DATA TO USE start

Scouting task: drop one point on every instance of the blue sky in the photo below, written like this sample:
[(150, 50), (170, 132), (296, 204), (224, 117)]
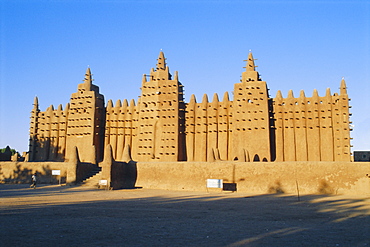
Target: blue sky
[(46, 46)]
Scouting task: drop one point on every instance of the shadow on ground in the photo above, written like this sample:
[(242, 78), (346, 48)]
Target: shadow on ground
[(160, 218)]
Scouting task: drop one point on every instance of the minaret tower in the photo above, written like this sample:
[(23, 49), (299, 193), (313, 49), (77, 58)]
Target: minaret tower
[(86, 121), (161, 116), (33, 130), (251, 115)]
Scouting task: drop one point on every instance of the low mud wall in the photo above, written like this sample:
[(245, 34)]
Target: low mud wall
[(21, 172), (258, 177)]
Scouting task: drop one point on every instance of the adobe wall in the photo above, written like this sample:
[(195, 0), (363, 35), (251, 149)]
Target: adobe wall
[(21, 172), (261, 177)]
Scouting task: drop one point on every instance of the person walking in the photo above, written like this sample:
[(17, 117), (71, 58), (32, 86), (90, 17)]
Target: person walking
[(34, 181)]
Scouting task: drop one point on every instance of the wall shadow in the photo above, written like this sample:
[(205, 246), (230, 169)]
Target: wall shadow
[(162, 218)]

DATA TO USE end

*AIM*
Reproduce all of the lines above verbatim, leaving out the pictures.

*SOLUTION TO THIS EXERCISE*
Scouting task: drop one point on every instance of the blue sky in the photo below, written like this sample:
[(150, 50), (170, 132), (296, 204), (224, 117)]
Target: blue sky
[(46, 46)]
Scouting task: drop one point on every instance of the shadow on ground in the photo above, written like this sample:
[(242, 78), (346, 48)]
Target: shadow on ground
[(160, 218)]
Scouting task: drop one point on every instance of the minaret tower in the photo above, written like this sample:
[(23, 49), (299, 193), (313, 49), (77, 58)]
Target: minaret tower
[(86, 121), (161, 116), (33, 130), (251, 115)]
Scouting task: drop one point on every instance of the low mud wall in the photo above, written like this sample:
[(245, 34)]
Target: low mud wall
[(21, 172), (258, 177)]
Scouting task: drop one point on every instance of the adobe wall in the photo above, written like this sample:
[(195, 0), (363, 35), (251, 149)]
Target: adobe wall
[(21, 172), (261, 177)]
Scouting task: drop one point on every instance of the person walking in the photo above, written like this sample:
[(17, 117), (71, 58), (32, 86), (90, 17)]
Target: person walking
[(34, 181)]
Scouting task: drop one point on every instance of the wall shadow in the photo above, written like this sample:
[(205, 246), (230, 169)]
Target: wall shadow
[(162, 218)]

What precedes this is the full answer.